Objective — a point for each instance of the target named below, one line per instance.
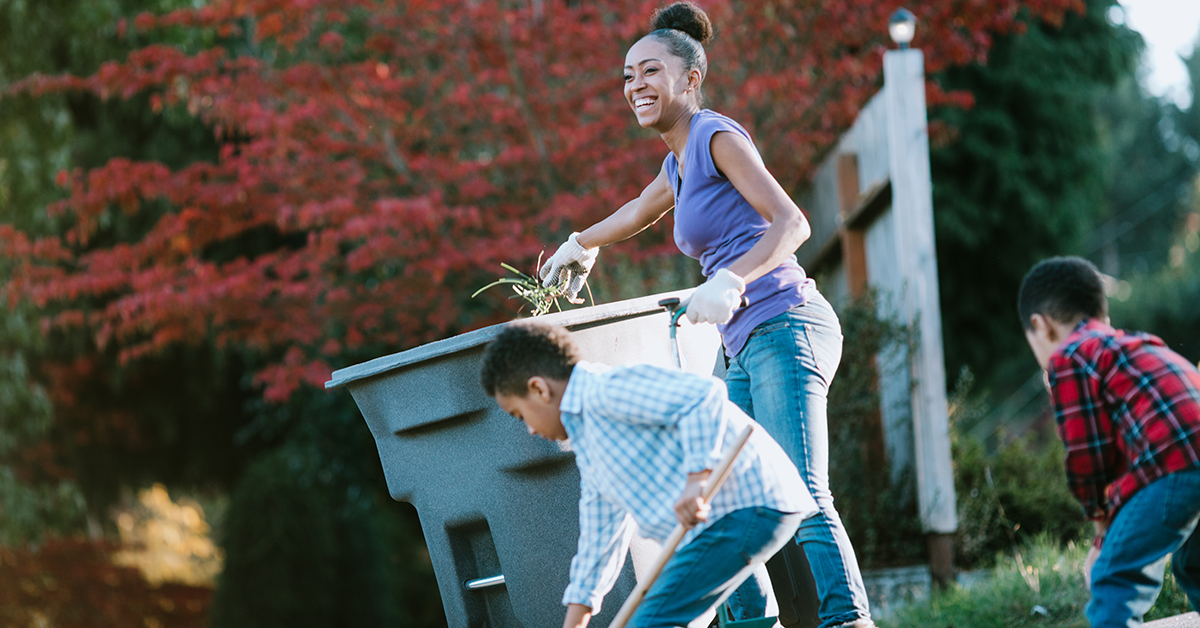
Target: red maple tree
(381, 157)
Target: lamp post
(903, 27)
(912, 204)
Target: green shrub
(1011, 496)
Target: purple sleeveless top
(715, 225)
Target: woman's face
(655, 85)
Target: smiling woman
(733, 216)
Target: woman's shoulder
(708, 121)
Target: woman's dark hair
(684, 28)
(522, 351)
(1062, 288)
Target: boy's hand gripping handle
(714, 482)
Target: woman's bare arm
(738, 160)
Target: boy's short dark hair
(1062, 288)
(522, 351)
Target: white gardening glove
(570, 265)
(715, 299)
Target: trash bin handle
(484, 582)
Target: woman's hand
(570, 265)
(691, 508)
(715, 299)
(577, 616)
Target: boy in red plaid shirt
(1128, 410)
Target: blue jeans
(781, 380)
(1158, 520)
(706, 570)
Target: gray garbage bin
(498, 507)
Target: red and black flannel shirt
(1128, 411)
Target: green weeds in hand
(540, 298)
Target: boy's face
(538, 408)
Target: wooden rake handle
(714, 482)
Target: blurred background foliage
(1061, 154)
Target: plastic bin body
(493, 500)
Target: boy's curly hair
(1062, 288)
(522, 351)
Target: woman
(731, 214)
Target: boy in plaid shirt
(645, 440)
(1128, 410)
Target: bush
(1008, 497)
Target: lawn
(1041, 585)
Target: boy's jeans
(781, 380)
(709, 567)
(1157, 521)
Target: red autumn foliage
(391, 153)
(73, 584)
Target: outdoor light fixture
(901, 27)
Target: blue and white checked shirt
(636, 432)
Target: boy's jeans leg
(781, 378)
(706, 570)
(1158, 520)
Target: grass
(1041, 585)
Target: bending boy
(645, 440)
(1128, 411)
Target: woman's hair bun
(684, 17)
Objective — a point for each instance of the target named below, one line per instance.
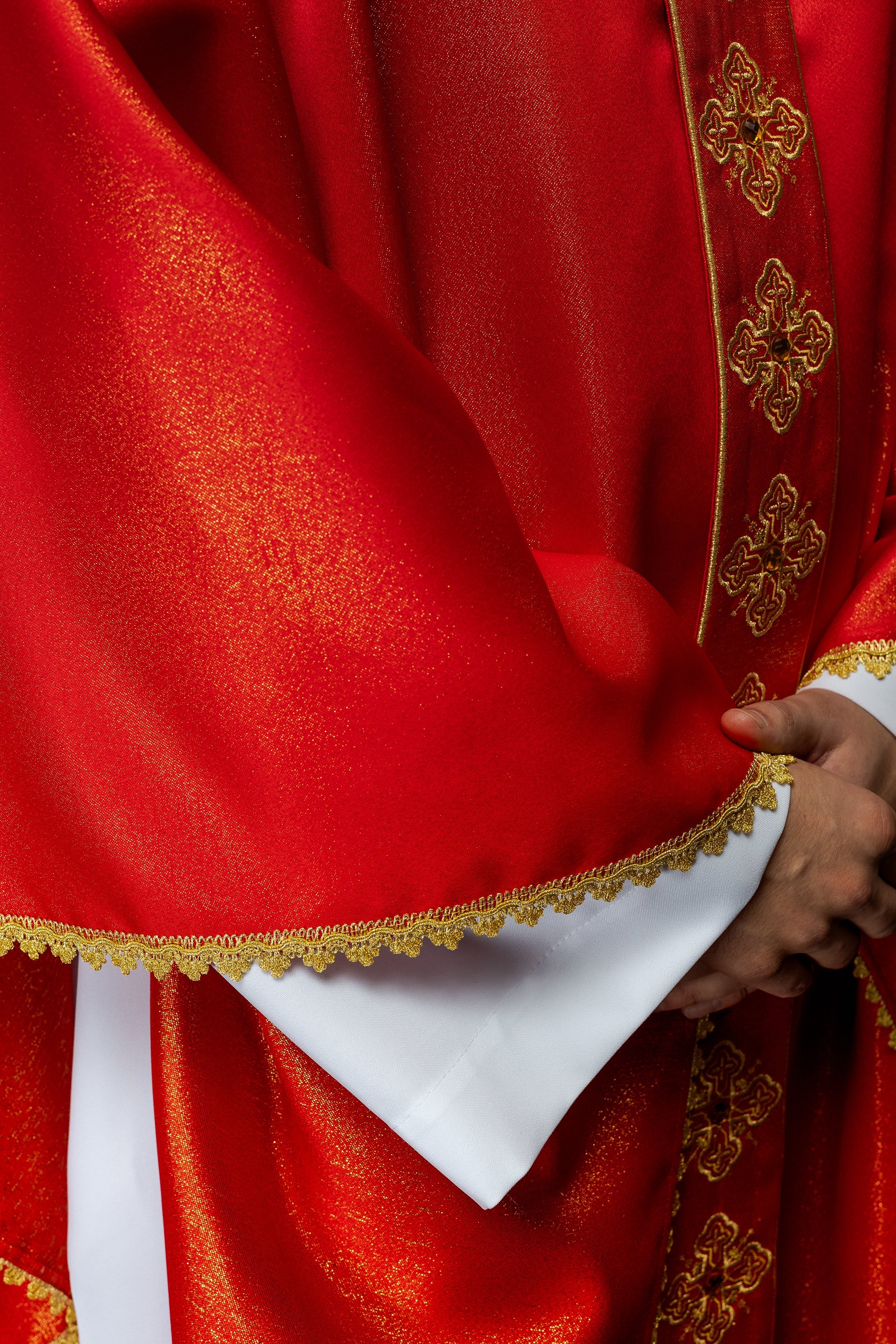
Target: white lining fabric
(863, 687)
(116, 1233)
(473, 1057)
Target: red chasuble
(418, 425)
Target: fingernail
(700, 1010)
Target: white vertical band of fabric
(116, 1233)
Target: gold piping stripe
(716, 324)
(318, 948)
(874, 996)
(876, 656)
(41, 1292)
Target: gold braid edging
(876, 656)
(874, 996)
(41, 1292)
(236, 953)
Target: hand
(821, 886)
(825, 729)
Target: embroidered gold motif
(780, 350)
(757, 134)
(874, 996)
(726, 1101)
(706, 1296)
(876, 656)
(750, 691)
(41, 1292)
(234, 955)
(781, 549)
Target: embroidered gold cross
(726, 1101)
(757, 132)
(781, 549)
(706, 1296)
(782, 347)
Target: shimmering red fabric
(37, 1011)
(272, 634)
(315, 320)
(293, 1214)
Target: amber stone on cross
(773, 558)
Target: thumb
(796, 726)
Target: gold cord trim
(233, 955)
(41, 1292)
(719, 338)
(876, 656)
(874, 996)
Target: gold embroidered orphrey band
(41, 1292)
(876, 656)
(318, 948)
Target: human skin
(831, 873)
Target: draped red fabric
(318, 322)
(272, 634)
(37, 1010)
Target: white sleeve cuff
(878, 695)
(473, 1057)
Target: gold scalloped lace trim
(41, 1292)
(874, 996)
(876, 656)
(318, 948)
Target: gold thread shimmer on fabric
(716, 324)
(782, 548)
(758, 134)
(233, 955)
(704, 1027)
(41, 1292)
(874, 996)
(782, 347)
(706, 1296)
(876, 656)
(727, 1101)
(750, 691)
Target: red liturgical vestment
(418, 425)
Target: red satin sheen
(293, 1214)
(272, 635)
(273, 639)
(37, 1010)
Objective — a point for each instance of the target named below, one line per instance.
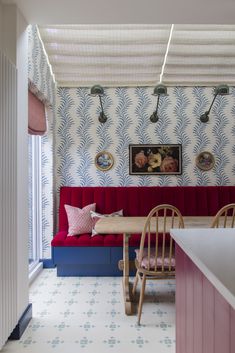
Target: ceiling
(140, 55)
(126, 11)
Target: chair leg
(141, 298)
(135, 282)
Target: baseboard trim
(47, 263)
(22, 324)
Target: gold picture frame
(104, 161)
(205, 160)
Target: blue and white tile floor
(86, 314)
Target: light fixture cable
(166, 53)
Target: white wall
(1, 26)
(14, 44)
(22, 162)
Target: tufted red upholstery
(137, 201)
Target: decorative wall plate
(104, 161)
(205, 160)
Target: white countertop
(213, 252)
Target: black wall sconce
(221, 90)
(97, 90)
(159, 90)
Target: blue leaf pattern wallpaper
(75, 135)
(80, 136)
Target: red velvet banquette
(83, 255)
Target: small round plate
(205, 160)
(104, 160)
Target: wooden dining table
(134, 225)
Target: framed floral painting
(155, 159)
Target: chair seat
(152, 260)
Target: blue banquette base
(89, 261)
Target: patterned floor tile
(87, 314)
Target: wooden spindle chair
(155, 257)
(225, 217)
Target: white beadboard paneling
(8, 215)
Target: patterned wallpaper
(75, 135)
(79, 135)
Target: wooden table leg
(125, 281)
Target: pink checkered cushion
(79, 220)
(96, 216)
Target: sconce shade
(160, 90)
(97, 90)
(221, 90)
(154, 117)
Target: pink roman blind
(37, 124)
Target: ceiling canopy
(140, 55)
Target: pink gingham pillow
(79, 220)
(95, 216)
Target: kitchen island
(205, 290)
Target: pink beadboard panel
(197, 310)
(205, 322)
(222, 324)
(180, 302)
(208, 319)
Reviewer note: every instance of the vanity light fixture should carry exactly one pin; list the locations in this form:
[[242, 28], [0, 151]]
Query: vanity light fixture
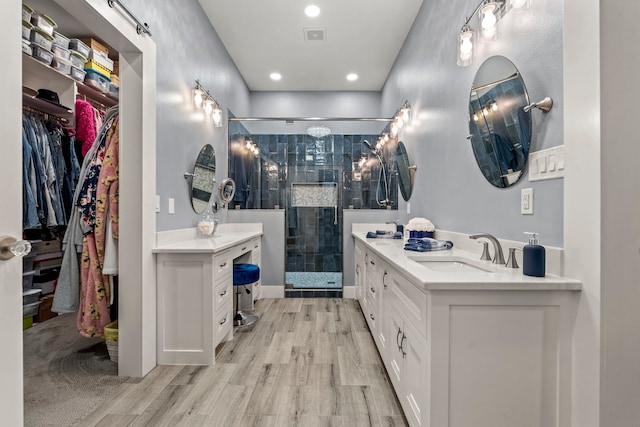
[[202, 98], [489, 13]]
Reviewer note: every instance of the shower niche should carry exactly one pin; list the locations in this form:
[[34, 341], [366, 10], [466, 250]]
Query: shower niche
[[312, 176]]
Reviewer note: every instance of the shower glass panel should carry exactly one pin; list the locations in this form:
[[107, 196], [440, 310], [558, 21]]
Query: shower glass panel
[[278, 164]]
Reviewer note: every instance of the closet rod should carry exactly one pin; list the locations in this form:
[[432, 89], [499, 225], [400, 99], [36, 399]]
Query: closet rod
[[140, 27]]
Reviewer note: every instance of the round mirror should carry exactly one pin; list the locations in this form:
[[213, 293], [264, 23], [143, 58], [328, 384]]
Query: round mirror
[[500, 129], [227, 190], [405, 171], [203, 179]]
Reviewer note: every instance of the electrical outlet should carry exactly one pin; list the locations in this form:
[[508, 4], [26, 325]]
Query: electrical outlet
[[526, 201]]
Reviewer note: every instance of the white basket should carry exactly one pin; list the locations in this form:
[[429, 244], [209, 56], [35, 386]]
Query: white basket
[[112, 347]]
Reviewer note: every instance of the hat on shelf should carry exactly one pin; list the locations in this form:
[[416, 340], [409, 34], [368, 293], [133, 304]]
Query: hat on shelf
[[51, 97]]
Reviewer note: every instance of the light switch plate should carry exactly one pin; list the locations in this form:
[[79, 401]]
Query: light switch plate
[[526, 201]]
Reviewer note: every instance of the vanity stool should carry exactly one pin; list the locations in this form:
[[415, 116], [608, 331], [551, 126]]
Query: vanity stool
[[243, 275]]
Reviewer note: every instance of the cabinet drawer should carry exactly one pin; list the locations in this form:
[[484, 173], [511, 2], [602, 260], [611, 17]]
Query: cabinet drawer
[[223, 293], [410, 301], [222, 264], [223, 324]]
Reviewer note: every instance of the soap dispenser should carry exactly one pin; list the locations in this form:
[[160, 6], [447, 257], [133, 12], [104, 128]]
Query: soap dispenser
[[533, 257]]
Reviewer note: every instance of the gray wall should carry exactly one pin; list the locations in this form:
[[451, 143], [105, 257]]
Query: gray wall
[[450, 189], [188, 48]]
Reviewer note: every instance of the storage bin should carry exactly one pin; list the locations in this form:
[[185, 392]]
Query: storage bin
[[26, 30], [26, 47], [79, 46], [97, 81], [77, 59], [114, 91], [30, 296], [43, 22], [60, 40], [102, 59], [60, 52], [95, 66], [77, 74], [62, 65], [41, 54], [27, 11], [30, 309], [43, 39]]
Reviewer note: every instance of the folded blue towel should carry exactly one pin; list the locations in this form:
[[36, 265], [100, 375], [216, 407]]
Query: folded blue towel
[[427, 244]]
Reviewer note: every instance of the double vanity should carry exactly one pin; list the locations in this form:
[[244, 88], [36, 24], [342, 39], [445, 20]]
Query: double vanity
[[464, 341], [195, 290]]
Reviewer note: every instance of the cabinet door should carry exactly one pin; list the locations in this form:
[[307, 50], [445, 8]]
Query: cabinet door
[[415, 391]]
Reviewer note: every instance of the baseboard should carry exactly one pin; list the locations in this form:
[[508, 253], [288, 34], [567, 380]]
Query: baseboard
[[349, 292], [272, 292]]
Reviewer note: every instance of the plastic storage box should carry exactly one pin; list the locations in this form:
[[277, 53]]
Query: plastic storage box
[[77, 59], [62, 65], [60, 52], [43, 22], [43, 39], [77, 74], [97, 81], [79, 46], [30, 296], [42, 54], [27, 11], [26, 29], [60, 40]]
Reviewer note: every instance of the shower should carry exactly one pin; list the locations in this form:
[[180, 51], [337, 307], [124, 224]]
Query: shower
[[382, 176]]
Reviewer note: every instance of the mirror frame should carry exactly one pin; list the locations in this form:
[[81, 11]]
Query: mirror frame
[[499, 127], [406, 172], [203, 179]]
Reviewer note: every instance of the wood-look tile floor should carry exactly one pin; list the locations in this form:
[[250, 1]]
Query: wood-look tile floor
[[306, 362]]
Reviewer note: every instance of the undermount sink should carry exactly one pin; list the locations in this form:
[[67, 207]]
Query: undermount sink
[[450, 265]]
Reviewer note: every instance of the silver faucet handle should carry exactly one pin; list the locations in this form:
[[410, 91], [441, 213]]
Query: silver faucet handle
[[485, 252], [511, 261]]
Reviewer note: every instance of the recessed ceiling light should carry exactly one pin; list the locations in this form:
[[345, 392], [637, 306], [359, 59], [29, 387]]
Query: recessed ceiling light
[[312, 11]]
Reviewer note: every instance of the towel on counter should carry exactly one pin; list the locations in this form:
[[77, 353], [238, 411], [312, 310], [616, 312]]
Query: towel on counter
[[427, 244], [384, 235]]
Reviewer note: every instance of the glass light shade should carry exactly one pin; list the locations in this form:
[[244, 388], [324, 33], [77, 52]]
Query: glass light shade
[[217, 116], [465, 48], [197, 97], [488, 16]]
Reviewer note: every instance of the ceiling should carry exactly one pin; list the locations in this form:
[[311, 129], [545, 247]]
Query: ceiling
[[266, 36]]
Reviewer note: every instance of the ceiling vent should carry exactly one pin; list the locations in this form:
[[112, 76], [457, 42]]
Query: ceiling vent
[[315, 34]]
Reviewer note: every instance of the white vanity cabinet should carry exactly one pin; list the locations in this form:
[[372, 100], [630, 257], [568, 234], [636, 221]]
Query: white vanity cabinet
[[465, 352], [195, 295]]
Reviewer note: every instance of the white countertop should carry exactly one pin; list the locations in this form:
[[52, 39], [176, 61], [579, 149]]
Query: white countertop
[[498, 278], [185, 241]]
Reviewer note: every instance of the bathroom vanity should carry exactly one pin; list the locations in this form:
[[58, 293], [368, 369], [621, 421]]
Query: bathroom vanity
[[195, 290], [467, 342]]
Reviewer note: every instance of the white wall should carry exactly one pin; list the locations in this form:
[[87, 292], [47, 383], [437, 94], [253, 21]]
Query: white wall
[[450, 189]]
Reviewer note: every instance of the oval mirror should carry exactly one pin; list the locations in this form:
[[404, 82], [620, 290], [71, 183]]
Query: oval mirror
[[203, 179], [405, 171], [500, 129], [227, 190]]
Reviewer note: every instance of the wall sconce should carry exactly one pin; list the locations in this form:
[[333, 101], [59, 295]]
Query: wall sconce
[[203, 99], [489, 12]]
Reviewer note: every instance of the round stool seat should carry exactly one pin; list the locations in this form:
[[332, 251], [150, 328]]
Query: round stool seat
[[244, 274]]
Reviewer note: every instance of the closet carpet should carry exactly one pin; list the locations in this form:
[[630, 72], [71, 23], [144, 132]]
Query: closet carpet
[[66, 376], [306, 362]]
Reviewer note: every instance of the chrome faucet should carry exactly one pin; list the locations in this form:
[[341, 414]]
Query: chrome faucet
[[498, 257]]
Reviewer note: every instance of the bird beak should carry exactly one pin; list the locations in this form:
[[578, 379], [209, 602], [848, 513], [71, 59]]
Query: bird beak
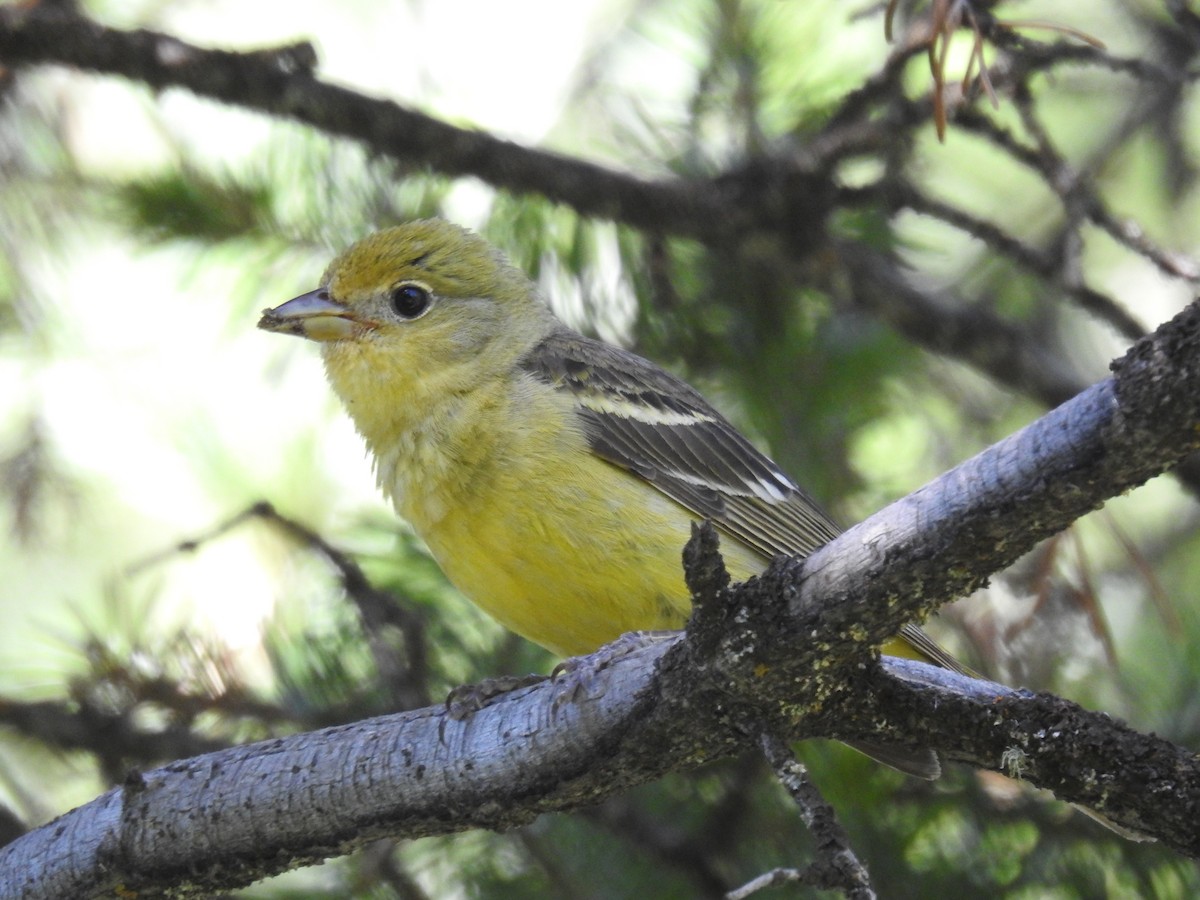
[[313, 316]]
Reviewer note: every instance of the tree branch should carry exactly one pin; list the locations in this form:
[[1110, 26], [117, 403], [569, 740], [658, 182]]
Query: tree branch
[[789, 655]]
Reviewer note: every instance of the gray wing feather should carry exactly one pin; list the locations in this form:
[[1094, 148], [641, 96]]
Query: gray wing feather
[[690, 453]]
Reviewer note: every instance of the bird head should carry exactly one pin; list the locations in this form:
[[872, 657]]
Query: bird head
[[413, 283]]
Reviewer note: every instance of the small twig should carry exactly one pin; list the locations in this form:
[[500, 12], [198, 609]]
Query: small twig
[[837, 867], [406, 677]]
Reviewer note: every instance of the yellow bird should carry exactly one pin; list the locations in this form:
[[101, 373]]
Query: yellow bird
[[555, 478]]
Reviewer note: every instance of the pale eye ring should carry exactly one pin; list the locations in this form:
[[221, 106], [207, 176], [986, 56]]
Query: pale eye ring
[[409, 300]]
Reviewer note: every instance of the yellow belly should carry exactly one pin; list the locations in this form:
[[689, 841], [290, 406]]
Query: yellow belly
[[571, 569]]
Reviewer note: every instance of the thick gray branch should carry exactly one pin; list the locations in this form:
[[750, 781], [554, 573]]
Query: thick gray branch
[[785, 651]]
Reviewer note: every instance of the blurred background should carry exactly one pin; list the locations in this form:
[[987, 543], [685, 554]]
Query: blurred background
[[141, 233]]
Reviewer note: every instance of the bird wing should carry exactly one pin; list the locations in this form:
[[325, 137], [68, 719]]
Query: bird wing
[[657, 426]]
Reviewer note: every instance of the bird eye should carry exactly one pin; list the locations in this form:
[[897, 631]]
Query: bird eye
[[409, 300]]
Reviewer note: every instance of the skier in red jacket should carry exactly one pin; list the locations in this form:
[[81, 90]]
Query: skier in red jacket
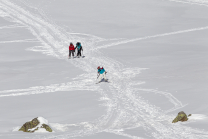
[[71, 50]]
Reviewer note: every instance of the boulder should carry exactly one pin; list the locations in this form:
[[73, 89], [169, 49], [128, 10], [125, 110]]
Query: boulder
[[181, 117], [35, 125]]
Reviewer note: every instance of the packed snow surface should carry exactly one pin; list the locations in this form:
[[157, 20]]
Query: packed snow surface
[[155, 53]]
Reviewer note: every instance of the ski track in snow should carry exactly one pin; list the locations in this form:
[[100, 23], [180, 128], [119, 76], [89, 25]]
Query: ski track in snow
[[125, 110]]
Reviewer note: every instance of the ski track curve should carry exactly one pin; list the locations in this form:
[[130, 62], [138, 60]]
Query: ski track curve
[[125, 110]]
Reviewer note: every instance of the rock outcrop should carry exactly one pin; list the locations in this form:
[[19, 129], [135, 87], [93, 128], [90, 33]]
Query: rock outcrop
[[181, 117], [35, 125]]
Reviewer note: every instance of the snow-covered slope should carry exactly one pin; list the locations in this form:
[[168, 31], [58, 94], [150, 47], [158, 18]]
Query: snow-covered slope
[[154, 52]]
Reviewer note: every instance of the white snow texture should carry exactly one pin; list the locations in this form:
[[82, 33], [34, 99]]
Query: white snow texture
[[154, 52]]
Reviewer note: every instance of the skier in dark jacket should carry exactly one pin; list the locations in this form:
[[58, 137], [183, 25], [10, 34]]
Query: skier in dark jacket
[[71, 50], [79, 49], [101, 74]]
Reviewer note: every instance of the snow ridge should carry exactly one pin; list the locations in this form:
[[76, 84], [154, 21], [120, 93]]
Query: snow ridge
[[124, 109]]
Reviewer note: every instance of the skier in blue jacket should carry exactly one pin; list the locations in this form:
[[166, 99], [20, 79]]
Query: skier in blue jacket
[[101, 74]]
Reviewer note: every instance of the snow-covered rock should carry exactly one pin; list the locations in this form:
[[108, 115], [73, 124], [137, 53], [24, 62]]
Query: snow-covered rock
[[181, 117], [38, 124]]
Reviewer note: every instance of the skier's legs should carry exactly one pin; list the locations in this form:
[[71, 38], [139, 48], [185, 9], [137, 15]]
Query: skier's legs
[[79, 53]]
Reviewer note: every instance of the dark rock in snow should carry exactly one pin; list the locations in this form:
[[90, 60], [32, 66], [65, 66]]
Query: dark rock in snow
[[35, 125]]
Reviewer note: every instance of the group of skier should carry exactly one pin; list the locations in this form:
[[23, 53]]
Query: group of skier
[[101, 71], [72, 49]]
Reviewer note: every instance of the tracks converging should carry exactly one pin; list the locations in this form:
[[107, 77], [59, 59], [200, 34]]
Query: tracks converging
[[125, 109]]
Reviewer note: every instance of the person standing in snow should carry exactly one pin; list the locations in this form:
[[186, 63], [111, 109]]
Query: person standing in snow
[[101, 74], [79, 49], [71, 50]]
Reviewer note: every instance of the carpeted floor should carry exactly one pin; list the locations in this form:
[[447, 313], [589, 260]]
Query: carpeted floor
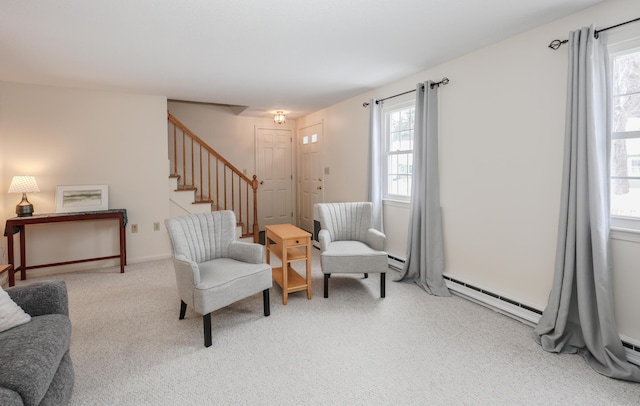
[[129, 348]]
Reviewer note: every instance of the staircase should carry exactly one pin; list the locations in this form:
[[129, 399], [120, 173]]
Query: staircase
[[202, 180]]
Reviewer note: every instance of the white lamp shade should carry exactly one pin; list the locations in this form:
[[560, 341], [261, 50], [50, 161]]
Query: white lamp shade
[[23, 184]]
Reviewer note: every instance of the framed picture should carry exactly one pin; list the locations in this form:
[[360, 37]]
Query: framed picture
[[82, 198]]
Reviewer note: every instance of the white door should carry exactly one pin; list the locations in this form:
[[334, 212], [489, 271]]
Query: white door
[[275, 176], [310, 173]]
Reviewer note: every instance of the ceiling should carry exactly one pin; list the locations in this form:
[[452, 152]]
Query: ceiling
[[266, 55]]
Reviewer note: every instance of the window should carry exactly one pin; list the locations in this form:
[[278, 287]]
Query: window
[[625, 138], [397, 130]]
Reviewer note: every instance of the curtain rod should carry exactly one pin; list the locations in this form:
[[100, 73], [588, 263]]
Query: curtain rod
********************
-- Activity --
Once you find the line with "[[1110, 26], [117, 403], [569, 740], [658, 182]]" in the entries above, output it and each line after it up to and including the line with "Reviewer note: every instance of the thick", and nothing else.

-- Your solution --
[[1110, 26], [117, 403], [569, 740], [658, 182]]
Query: tree branch
[[789, 655]]
Reviewer note: every instance of the gray wing feather should carry exactly one pin; list the locations in this form:
[[1094, 148], [641, 96]]
Query: gray wing feather
[[690, 453]]
Reviewer note: every instance of the bird head should carry exactly one pin; list the locations in this form:
[[872, 657]]
Query: bird head
[[413, 283]]
Reviewer note: every instance of the small twig should carry exactly one pin; list the locations in this form:
[[500, 12], [198, 609]]
Query: small twig
[[837, 867], [406, 677]]
Reviewer note: every instance of the yellow bird should carry exactly one pin; list the locations in this form:
[[101, 373]]
Query: yellow bird
[[555, 478]]
Reviewer note: every instance of the pale eye ring should carry exactly one pin; list the locations in this form:
[[221, 106], [207, 176], [986, 56]]
Query: pale eye ring
[[409, 300]]
Reviewer note: every instance of the yellow belly should carry exactly one pin; list the locations in this form:
[[689, 841], [290, 406]]
Query: yellow belly
[[571, 569]]
Reviewer note: every instance of the thick gray branch should carry exactly one pin; list the locations in this form:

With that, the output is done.